• Problem description
Convert the entries below into a two-column CSV headed instruction and points, with one row for each instruction and its answer. Quote every field, replace line breaks with spaces, and leave out the pictures.

* Start Information given *

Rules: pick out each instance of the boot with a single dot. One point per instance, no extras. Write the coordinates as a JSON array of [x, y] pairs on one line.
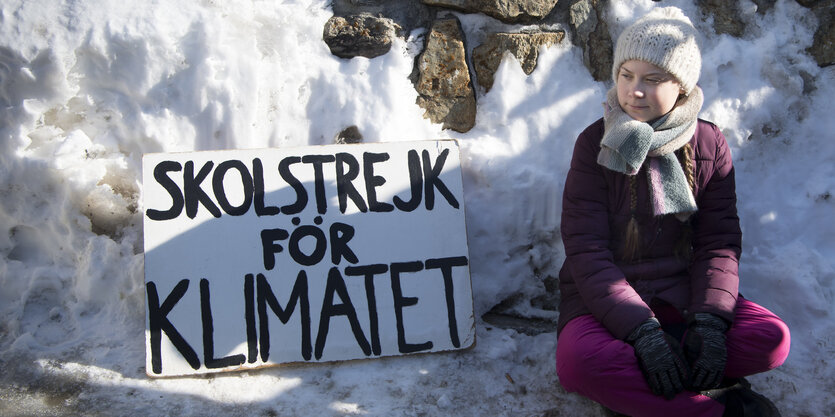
[[741, 401]]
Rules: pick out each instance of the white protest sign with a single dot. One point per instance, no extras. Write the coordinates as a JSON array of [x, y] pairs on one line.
[[265, 257]]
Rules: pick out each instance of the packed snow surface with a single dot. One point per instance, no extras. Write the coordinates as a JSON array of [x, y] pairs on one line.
[[89, 86]]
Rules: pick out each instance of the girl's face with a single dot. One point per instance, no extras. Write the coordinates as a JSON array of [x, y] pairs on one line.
[[645, 91]]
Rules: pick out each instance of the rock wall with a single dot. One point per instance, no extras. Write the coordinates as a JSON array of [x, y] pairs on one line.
[[443, 76]]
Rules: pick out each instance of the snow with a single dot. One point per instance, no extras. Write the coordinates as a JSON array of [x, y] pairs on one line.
[[87, 87]]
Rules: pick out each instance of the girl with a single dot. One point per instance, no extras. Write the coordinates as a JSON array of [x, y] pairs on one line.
[[651, 322]]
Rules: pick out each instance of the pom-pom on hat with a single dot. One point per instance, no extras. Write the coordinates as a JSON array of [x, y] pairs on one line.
[[665, 37]]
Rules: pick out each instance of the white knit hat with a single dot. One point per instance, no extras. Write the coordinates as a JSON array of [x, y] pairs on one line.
[[666, 38]]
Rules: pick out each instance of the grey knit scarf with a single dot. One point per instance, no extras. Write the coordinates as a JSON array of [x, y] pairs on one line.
[[627, 144]]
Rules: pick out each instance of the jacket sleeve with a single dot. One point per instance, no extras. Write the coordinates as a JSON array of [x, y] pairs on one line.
[[585, 233], [717, 238]]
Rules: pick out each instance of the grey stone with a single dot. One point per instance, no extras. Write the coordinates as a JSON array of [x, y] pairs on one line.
[[823, 44], [443, 82], [350, 134], [509, 11], [359, 35], [409, 14], [524, 46], [592, 34]]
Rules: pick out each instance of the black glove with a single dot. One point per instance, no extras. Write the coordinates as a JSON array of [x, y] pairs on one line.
[[660, 358], [704, 348]]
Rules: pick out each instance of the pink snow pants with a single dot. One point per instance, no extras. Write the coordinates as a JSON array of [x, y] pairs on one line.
[[591, 362]]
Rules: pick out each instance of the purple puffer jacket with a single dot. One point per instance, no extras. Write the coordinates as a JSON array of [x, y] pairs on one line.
[[595, 211]]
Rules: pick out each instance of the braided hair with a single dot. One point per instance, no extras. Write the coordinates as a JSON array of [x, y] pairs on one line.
[[632, 243]]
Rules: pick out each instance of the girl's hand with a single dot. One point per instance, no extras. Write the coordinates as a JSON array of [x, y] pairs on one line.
[[660, 358], [704, 348]]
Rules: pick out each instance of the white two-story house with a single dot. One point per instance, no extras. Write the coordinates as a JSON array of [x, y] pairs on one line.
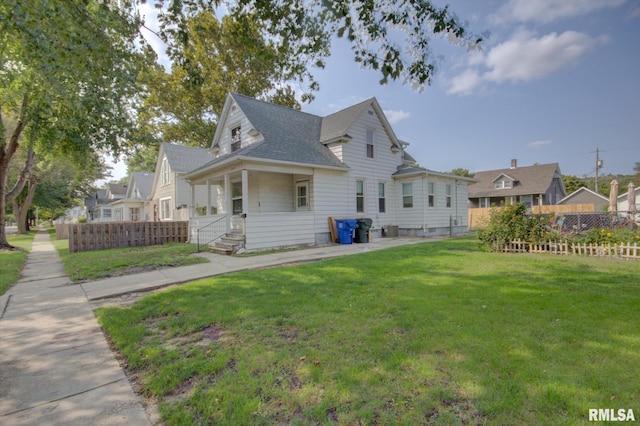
[[278, 174]]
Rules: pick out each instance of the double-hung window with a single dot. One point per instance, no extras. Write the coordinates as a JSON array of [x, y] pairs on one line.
[[431, 187], [165, 209], [236, 197], [407, 195], [359, 196], [236, 138], [382, 201], [370, 144], [164, 172]]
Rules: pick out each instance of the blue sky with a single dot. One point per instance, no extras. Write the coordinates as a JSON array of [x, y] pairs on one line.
[[555, 80]]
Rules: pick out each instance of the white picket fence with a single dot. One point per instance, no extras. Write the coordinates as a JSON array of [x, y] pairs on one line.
[[620, 251]]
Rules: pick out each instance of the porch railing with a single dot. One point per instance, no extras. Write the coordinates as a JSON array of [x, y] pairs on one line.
[[211, 232]]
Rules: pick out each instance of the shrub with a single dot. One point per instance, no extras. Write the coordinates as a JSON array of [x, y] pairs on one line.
[[512, 223]]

* End Information given *

• Exercise solution
instruction,points
"Rules: pick out each instance of the boot with a single dot. One point per instance, no extras. Write the coordinates as a JSON array of [x, y] pairs on one line.","[[741, 401]]"
"Rules: pick out each instance of the white protest sign with a single dot. One point per instance, no extras. Write the coordinates as a JSON array of [x, y] pairs on one line.","[[265, 257]]"
"Rules: pick out each instance of the packed snow surface with a single dot. One point per instance, no extras. Write the coordinates as a JSON array of [x, y] pairs on one line.","[[89, 86]]"
"Rules: pick out each instance of the girl's face with a single dot. One point per instance, no extras. Write the coordinates as a JSON array of [x, y] pairs on one line.","[[645, 91]]"
"Rules: pick out each instance of the rock wall with a single dot. One point per instance, no extras. Write the coordinates as a JSON array of [x, y] pairs on one line.","[[443, 76]]"
"Rules: pick out each instance of the snow with a single dot. One point per instance, no extras. Write the coordinates as a JSON array of [x, y] pairs on one line.","[[87, 87]]"
"Rules: pick out each instance of the girl with a single dot. One point per instance, no extras. Write the coordinates as a JSON array of [x, y] pairs on one line.","[[651, 322]]"
"Rules: pick out each instance of the pom-pom on hat with a single dot. One point per instance, no extras. Write the coordinates as a JSON array of [x, y] pairs on one line.","[[665, 37]]"
"Rules: pick out each instance of the white knit hat with a single dot. One point per instance, no extras. Write the coordinates as a JSON array of [x, y] pairs on one line.","[[666, 38]]"
"Rules: pick out each instance of the grey knit scarf with a single dot. One point per instance, no extras. Write the coordinates as a JSON array of [x, y] pairs on one line.","[[627, 144]]"
"Rules: pick out each instance of the jacket sleeve with a single dot. One point per instance, no extras. Write the coordinates as a JSON array of [x, y] pairs on one line.","[[585, 233], [717, 238]]"
"Rules: pick out each instance of the grey stone with a single dot. One point per instance, no extras. Write the coordinates as a JSON array of [x, y] pairs on one line.","[[823, 44], [443, 82], [350, 134], [509, 11], [359, 35], [409, 14], [524, 46], [592, 34]]"
"Rules: pick out each instance of the black glove with a single dot. One point per instance, no extras. Write the coordinates as a JSON array of [x, y] pairs on one line.","[[660, 358], [704, 348]]"
"Rules: pick out each instance of the pink snow pants with a single dot. One point per instance, no extras. Write the coordinates as a JSON array of [x, y] pairs on one line.","[[591, 362]]"
"Rules: pick out each instance of the purple puffer jacket with a single dot. One point per instance, no extras. Write the coordinates as a JSON array of [x, y] pairs on one line.","[[595, 211]]"
"Rules: pick out each instance of the braided hair with a single dot. One point per instance, no extras. Write the coordinates as a JSON array of [x, y] pairs on one line.","[[632, 243]]"
"Rules: pick out each instance of the girl's hand with a single dot. One point per instance, no extras. Write the coordinates as a JSON array of [x, y] pairs on one line.","[[660, 358], [704, 348]]"
"Rules: pick out each instance of the white two-story house with a single dot. One point per instance, no extras. Write the coordinates as a JSON array of [x, y] pairs on one line.","[[278, 174]]"
"Rules: pick out each instance of the double-hung window with a single dot. One point per instance, no extras. Write the coordinates as a JSON array of [x, y] pairs on one line.","[[431, 187], [165, 209], [236, 197], [407, 195], [359, 196], [236, 138], [382, 201], [370, 144], [164, 172]]"
"Rules: pick out each instance of the blue sky with a single dot. One point per instance, no extras. Write the coordinates as a JSON array of [x, y] pairs on one line.","[[555, 80]]"
"Rules: pick out each instance of the white picket fence with a single dot. One point per instance, no extras. Write the coordinates as a JSON array of [x, y] pairs on one line.","[[620, 251]]"
"Rules: pick out each instance of the porch railing with a single dot. One point per instance, no extras. Write the coordinates as a JSON array of [x, y] pairs on one line.","[[211, 232]]"
"Rules: pick out each instance of the shrub with a single dot. One point per instance, no extras. Write the coordinates as a JSON array of [x, y] pairs on one line.","[[512, 223]]"